-- START --

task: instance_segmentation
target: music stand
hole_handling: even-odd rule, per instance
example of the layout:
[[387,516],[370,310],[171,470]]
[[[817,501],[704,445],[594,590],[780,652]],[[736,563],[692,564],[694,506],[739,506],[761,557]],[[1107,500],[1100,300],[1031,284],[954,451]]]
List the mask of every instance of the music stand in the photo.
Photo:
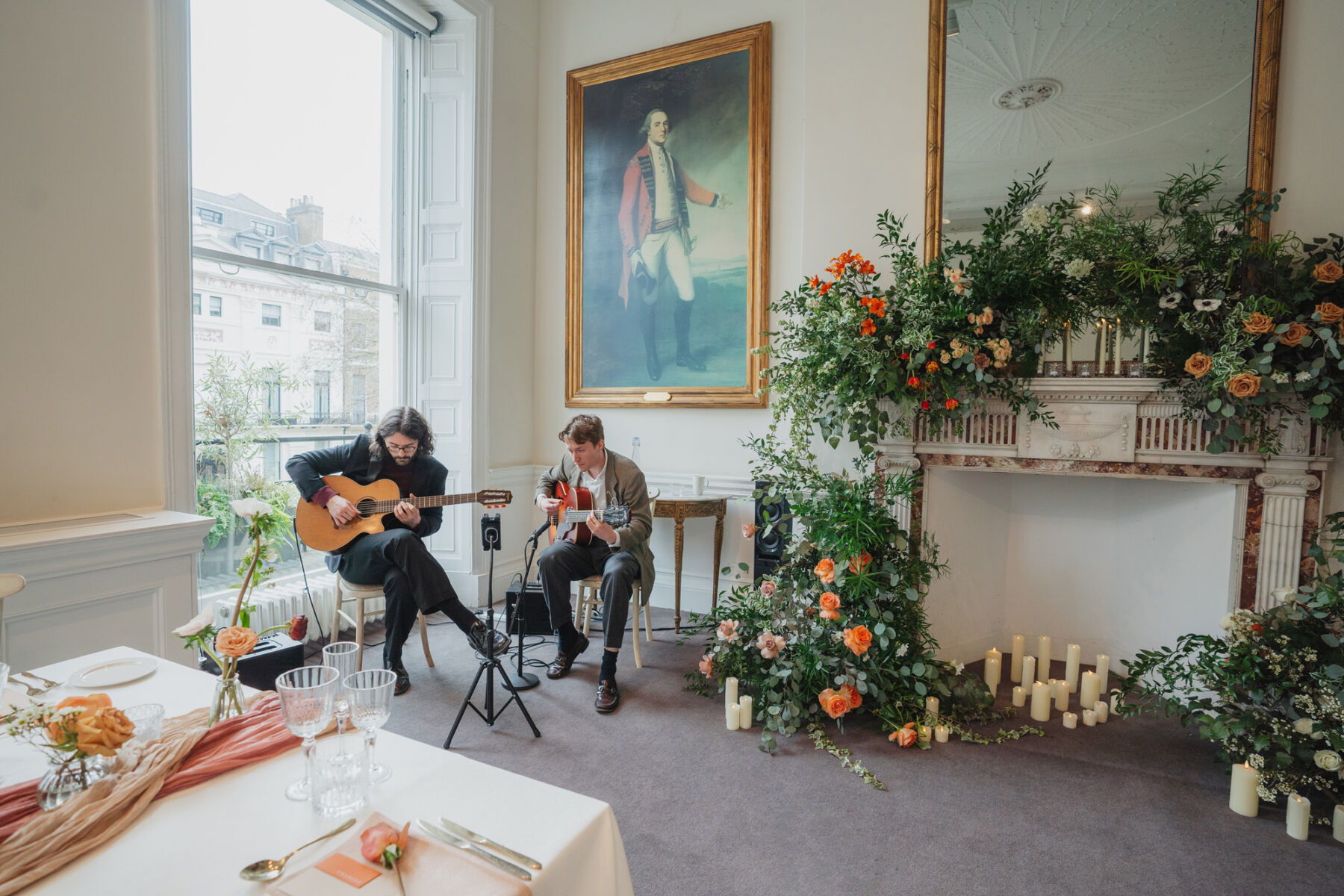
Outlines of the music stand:
[[[472,678],[472,686],[466,690],[466,696],[462,699],[462,705],[457,711],[457,719],[453,720],[453,727],[448,732],[448,739],[444,740],[444,750],[453,746],[453,736],[457,733],[457,727],[462,723],[462,716],[466,715],[466,708],[470,707],[472,712],[481,717],[489,727],[495,727],[495,721],[504,715],[511,703],[517,703],[517,708],[523,711],[523,717],[527,719],[527,724],[532,728],[532,736],[540,737],[542,732],[538,731],[536,723],[532,721],[532,716],[528,715],[527,707],[523,705],[523,696],[513,689],[513,682],[509,681],[508,673],[504,672],[504,665],[500,662],[499,657],[495,656],[495,552],[500,547],[500,514],[481,514],[481,547],[489,552],[491,566],[489,574],[485,579],[487,595],[488,595],[488,609],[485,610],[485,656],[481,657],[481,665],[476,669],[476,677]],[[500,673],[500,678],[504,680],[504,688],[512,695],[504,701],[504,705],[495,709],[495,673]],[[485,712],[472,703],[472,695],[476,693],[476,685],[481,682],[481,674],[485,674]]]

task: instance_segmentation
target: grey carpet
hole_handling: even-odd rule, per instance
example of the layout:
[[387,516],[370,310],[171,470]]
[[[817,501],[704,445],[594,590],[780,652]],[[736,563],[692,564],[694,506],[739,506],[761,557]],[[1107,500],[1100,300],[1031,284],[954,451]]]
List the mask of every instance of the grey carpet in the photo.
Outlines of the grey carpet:
[[[671,626],[671,613],[655,611],[655,625]],[[1282,806],[1232,813],[1226,770],[1176,720],[1066,731],[1055,712],[1044,737],[931,751],[852,724],[836,743],[886,782],[879,793],[805,735],[770,756],[758,729],[726,731],[722,697],[683,690],[699,642],[655,638],[638,669],[626,635],[614,715],[593,711],[594,641],[564,680],[531,669],[542,684],[523,697],[539,740],[511,707],[493,729],[468,711],[453,744],[610,803],[640,896],[1344,892],[1344,844],[1318,826],[1308,842],[1292,840]],[[418,635],[406,646],[413,686],[387,729],[438,746],[476,661],[452,625],[433,626],[430,641],[434,669]],[[548,661],[554,647],[527,656]],[[371,646],[367,658],[379,657]],[[1007,693],[1001,685],[1001,704]]]

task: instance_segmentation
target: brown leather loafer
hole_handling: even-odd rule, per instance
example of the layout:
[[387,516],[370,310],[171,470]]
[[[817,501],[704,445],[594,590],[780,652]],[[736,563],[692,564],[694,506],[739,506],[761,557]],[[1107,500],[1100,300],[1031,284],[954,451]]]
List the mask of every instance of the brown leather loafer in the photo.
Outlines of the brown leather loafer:
[[563,678],[570,674],[570,666],[574,665],[574,658],[587,650],[587,635],[581,631],[579,639],[574,642],[574,650],[571,653],[566,653],[564,650],[558,650],[555,653],[555,658],[551,660],[551,665],[546,668],[546,677]]
[[616,686],[616,681],[598,681],[597,700],[593,701],[593,708],[598,712],[616,712],[620,705],[621,689]]

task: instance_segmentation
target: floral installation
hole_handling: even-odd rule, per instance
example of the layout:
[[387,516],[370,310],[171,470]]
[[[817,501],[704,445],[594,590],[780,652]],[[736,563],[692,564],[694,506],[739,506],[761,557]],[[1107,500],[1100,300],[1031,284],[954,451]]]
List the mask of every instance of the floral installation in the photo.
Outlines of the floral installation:
[[1344,560],[1344,513],[1327,519],[1309,553],[1316,579],[1277,594],[1278,606],[1230,614],[1222,637],[1141,650],[1126,664],[1120,712],[1179,716],[1220,760],[1259,771],[1261,799],[1298,793],[1328,825],[1344,802],[1344,574],[1329,571]]

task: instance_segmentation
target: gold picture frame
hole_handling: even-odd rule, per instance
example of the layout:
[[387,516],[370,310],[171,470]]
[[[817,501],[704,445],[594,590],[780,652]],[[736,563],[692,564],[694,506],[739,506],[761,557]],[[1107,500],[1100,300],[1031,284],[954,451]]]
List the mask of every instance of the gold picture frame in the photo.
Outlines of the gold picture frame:
[[770,63],[766,21],[567,74],[567,407],[765,407]]

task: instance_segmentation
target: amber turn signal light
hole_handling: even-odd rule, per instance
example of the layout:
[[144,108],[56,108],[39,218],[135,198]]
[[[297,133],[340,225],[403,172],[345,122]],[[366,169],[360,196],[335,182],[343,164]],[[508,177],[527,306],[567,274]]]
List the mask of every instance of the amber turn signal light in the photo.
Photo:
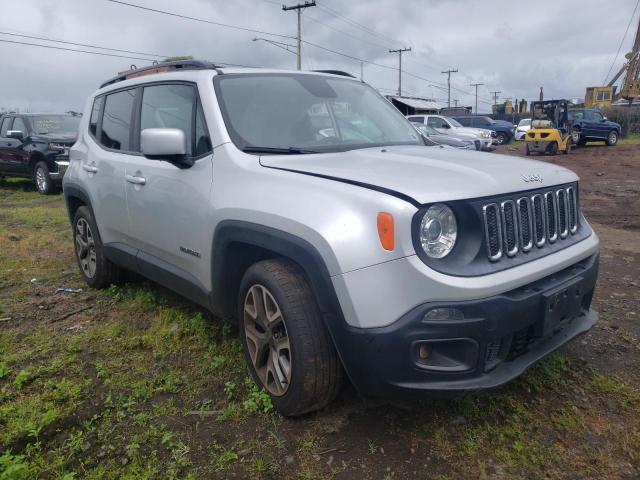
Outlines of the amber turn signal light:
[[393,233],[393,215],[387,212],[378,213],[378,236],[385,250],[393,250],[395,238]]

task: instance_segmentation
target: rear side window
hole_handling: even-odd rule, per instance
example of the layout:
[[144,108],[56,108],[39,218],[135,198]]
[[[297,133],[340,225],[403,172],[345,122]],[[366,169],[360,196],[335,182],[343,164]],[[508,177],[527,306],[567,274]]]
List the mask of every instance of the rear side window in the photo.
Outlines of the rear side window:
[[91,109],[91,116],[89,117],[89,132],[94,137],[98,132],[98,118],[100,115],[100,109],[104,103],[104,97],[98,97],[93,101],[93,108]]
[[131,111],[135,89],[124,90],[106,96],[100,143],[112,150],[128,151],[131,133]]
[[191,85],[152,85],[142,93],[140,130],[178,128],[187,137],[187,152],[194,154],[194,88]]

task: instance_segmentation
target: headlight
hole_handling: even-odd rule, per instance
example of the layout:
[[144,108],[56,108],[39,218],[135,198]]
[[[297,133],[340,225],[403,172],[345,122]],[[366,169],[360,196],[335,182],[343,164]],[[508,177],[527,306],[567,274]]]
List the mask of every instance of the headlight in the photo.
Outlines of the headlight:
[[449,255],[456,244],[458,224],[453,211],[442,203],[429,207],[420,222],[420,245],[431,258]]
[[64,150],[66,147],[66,145],[62,145],[60,143],[50,143],[49,145],[47,145],[47,148],[49,150]]

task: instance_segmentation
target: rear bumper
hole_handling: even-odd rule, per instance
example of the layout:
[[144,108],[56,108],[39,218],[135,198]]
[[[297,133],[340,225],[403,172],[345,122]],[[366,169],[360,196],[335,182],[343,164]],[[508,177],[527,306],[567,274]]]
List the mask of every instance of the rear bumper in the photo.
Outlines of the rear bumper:
[[[351,381],[366,395],[496,387],[595,325],[597,274],[595,254],[504,294],[425,303],[387,327],[334,324],[331,333]],[[434,308],[456,309],[464,318],[425,321]]]
[[55,172],[49,172],[49,177],[51,180],[56,182],[62,181],[62,177],[64,177],[67,168],[69,168],[69,159],[66,160],[55,160],[54,163],[58,167],[58,170]]

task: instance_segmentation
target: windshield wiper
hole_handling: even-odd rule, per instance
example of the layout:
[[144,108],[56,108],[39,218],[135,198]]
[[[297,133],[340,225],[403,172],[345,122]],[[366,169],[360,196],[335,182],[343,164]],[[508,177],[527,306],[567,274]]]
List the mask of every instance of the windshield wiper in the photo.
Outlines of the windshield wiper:
[[305,154],[305,153],[320,153],[317,152],[315,150],[305,150],[303,148],[297,148],[297,147],[287,147],[287,148],[280,148],[280,147],[253,147],[253,146],[247,146],[244,147],[242,149],[243,152],[245,153],[272,153],[274,155],[301,155],[301,154]]

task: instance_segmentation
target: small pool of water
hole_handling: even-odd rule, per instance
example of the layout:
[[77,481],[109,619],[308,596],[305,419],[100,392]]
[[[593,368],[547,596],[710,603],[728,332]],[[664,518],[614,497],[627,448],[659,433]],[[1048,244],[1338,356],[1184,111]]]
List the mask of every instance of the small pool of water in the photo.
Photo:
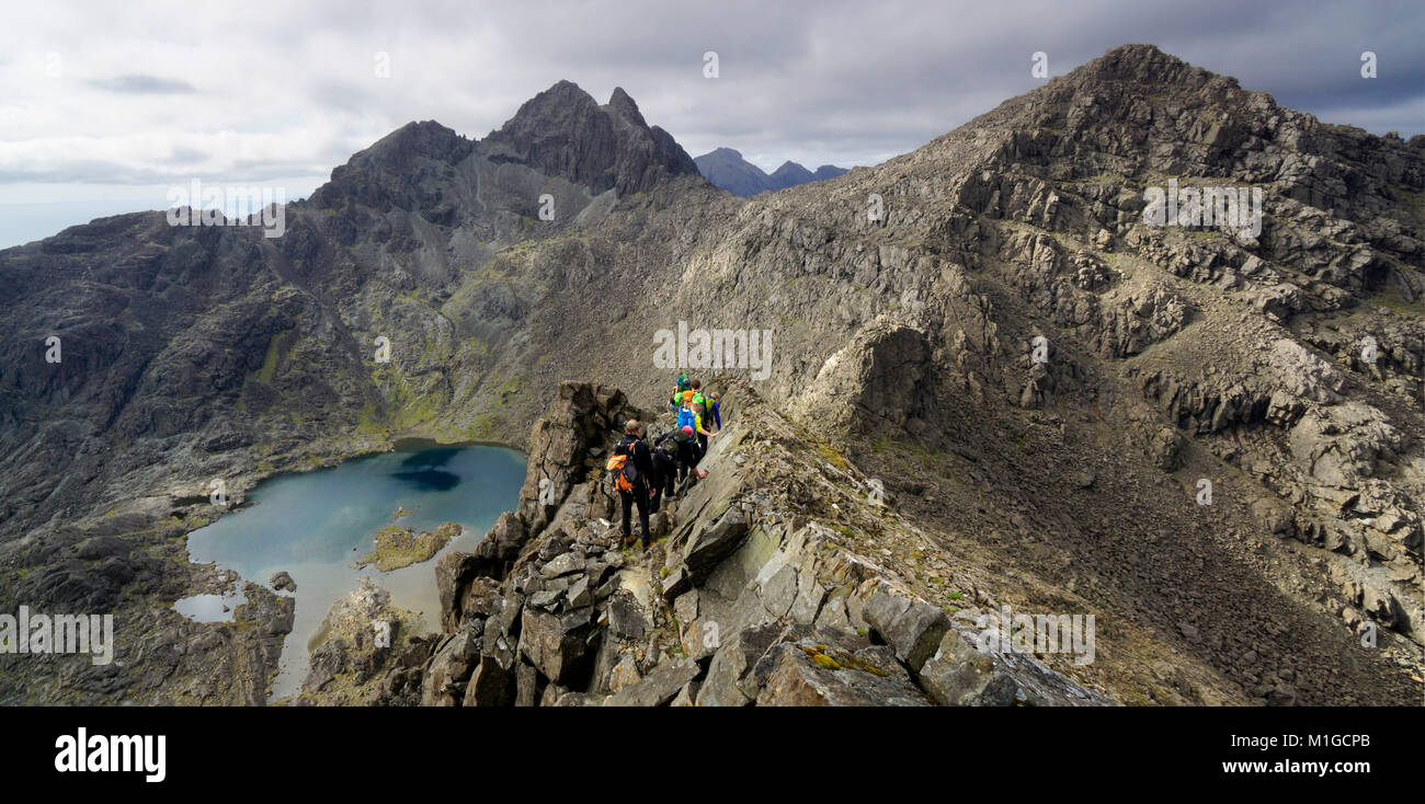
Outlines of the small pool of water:
[[[308,640],[328,609],[362,576],[389,589],[395,606],[420,612],[428,629],[436,628],[436,561],[452,549],[472,551],[494,519],[519,504],[524,461],[524,454],[504,447],[406,444],[395,453],[269,478],[248,495],[251,507],[188,534],[188,558],[217,562],[268,588],[275,572],[292,575],[296,622],[272,686],[272,700],[281,700],[301,689]],[[409,514],[393,519],[398,507]],[[385,525],[429,531],[442,522],[459,522],[465,532],[430,561],[392,572],[352,569],[372,551],[373,536]],[[239,586],[228,595],[185,598],[174,608],[202,622],[231,619],[222,606],[234,609],[242,602]]]

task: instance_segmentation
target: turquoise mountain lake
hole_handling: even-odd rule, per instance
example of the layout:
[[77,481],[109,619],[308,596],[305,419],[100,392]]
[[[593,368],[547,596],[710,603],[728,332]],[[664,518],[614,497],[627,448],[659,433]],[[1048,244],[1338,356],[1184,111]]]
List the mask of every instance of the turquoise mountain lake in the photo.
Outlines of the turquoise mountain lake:
[[[392,605],[420,612],[428,629],[439,628],[436,561],[447,551],[469,552],[503,511],[516,508],[524,461],[522,453],[504,447],[408,443],[328,470],[268,478],[248,494],[254,505],[188,534],[188,558],[215,562],[262,586],[278,571],[292,575],[296,622],[272,686],[272,700],[281,700],[301,689],[308,640],[328,609],[362,576],[389,589]],[[398,507],[409,515],[393,519]],[[392,572],[352,569],[373,549],[373,536],[385,525],[429,531],[442,522],[459,522],[465,532],[436,558]],[[192,619],[221,620],[232,616],[221,608],[242,599],[234,588],[227,596],[198,595],[174,608]]]

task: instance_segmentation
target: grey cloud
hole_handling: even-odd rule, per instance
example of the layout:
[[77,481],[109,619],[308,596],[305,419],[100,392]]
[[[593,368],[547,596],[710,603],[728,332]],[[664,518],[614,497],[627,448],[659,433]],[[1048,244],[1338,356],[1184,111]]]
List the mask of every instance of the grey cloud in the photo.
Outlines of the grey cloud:
[[95,90],[118,92],[121,95],[181,95],[197,92],[198,90],[188,81],[180,78],[161,78],[158,75],[118,75],[115,78],[91,78],[86,81]]

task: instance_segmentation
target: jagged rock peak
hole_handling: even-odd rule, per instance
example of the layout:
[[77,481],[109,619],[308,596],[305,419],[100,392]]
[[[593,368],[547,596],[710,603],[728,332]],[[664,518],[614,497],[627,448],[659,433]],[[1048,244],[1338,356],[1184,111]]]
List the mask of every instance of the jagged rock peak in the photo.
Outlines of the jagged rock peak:
[[1140,85],[1173,84],[1200,87],[1214,78],[1237,87],[1237,78],[1193,67],[1151,44],[1124,44],[1083,64],[1067,75],[1070,80],[1131,81]]
[[480,142],[494,162],[526,165],[593,192],[641,192],[698,168],[668,132],[650,127],[623,88],[598,105],[573,81],[534,95]]

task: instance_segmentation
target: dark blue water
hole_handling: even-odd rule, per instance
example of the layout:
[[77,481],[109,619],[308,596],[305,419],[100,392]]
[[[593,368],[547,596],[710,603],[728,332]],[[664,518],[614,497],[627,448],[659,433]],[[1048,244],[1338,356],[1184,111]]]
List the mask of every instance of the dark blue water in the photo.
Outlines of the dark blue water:
[[[429,531],[459,522],[465,532],[442,554],[467,552],[503,511],[517,505],[523,482],[524,455],[503,447],[412,447],[355,458],[258,484],[248,495],[255,505],[188,534],[188,556],[217,562],[264,586],[278,571],[296,581],[296,623],[272,689],[278,700],[298,690],[306,676],[308,640],[361,576],[389,589],[395,606],[422,612],[428,629],[439,628],[439,555],[392,572],[351,568],[372,551],[376,531],[389,524]],[[393,519],[398,505],[409,515]],[[194,619],[231,619],[231,612],[221,612],[224,603],[232,608],[234,596],[190,598],[175,608]]]

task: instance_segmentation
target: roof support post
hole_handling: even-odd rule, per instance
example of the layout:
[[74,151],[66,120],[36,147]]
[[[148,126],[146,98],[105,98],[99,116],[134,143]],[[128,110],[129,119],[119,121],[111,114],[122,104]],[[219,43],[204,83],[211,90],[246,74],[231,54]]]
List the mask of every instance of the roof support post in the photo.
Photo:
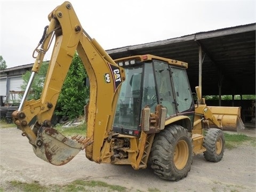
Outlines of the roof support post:
[[198,52],[199,52],[199,71],[198,71],[198,86],[199,89],[200,90],[200,93],[201,93],[201,95],[200,95],[202,98],[203,94],[202,93],[202,71],[203,70],[203,62],[202,60],[202,46],[200,44],[198,45]]

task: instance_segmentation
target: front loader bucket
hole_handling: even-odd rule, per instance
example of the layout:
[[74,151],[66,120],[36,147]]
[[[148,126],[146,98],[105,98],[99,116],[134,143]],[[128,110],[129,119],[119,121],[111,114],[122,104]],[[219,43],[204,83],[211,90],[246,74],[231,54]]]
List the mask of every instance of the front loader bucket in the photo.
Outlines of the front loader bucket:
[[[222,127],[223,131],[237,131],[244,129],[241,119],[241,108],[237,107],[207,106]],[[217,127],[209,121],[210,127]]]

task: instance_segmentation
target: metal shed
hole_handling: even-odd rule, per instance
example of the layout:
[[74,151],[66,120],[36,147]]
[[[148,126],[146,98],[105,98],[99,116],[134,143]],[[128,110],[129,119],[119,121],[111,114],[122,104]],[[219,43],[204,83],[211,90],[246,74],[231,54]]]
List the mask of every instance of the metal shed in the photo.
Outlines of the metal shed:
[[191,89],[202,79],[204,95],[255,94],[255,23],[107,52],[114,59],[151,54],[188,62]]

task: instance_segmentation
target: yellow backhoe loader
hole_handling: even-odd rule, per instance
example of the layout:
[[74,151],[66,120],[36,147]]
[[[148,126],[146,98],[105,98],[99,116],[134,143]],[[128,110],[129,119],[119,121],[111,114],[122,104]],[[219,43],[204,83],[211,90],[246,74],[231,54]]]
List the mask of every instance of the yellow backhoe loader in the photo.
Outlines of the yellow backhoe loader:
[[[150,165],[160,178],[173,181],[188,174],[194,155],[204,153],[209,161],[221,159],[222,129],[236,126],[239,108],[207,107],[199,87],[195,102],[187,63],[149,54],[114,61],[83,29],[68,2],[48,18],[24,97],[12,114],[38,157],[62,165],[85,149],[86,157],[96,163],[130,164],[134,170]],[[27,100],[53,41],[41,97]],[[51,118],[76,50],[89,78],[90,102],[86,138],[68,138],[52,127]],[[231,110],[233,115],[227,113]],[[34,117],[36,122],[29,126]]]

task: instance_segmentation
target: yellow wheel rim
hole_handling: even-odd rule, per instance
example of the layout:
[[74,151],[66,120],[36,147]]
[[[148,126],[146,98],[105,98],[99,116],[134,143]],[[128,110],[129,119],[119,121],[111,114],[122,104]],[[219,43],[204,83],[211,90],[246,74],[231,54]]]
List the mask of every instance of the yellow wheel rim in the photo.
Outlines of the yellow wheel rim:
[[222,140],[221,140],[221,138],[218,138],[216,141],[215,149],[216,150],[216,154],[217,155],[220,155],[222,150]]
[[175,146],[174,163],[178,170],[182,170],[187,164],[188,159],[189,150],[187,142],[179,141]]

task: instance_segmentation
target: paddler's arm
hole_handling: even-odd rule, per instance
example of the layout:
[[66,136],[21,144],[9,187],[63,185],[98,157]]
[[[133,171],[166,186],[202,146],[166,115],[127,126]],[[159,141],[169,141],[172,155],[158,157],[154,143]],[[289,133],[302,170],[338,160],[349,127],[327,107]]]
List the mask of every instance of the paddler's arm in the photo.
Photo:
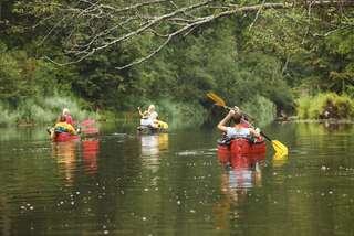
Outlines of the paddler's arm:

-- END --

**To do**
Count the lines in the listing above that contain the string "roof", treating uppercase and lowercase letters as different. Give only the number.

**Answer to this exercise**
3